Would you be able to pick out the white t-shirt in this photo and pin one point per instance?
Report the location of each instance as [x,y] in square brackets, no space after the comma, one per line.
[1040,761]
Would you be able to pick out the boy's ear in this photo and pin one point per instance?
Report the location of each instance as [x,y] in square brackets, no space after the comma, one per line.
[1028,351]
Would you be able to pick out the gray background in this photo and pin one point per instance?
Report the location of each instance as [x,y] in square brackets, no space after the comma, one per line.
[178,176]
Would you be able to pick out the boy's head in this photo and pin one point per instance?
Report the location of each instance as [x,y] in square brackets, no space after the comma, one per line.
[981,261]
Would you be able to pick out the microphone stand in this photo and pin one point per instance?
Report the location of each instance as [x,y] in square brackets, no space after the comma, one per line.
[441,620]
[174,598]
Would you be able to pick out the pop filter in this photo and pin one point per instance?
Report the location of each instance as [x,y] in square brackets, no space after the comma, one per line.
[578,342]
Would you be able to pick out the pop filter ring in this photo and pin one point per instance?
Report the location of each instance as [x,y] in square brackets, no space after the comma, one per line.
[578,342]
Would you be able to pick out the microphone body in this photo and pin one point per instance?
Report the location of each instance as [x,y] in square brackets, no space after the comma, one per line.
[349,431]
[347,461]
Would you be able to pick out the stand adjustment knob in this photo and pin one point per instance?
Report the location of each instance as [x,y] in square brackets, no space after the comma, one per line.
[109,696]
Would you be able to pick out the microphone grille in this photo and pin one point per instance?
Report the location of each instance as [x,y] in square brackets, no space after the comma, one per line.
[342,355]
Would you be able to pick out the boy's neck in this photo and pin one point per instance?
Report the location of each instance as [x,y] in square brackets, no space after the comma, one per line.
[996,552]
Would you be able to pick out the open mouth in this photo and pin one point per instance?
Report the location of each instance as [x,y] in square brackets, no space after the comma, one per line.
....
* _The task_: Retype the items from the line containing "Would you be able to pick out the pop filter in" through the last line of the items, keeping every character unchanged.

* _Result of this task_:
Would you be able to pick out the pop filter in this photo and pin one point per instance?
Report the location of each instance as [x,y] in square brackets, no space after the comma, one per line.
[578,342]
Would you be able to pick out the pop filter ring in this photo and pin one point per instance?
Report the location of each instance as [x,y] in square brackets, no space after the comma, one per line.
[578,342]
Would you be able to pick out the microphone body in this photo and pin one point per instance?
Report the location of each instance as [x,y] in square brackets, no space after the comma, one per line.
[349,431]
[347,461]
Would you be able to pick out the stand adjustment knob in this photo and pin one point per instance?
Report the location of each instance as [x,y] in square brackets, no space after the comma, one per line.
[109,696]
Would you be able to pick out the microphone grille in this photo and pin one point per instance?
Report the location of each instance as [x,y] in square brackets, no space after the comma, one per line.
[342,355]
Would you be able to pick out the boy's neck in this photo and pin one point per instance?
Report the location of each instance as [x,y] in square brackets, no space after the comma, one per line.
[996,552]
Would you be able to pick out the open mouth in this photo and pin one point per instance?
Report the location of each instance as [x,y] in square brackets, no space after the comma, one per line.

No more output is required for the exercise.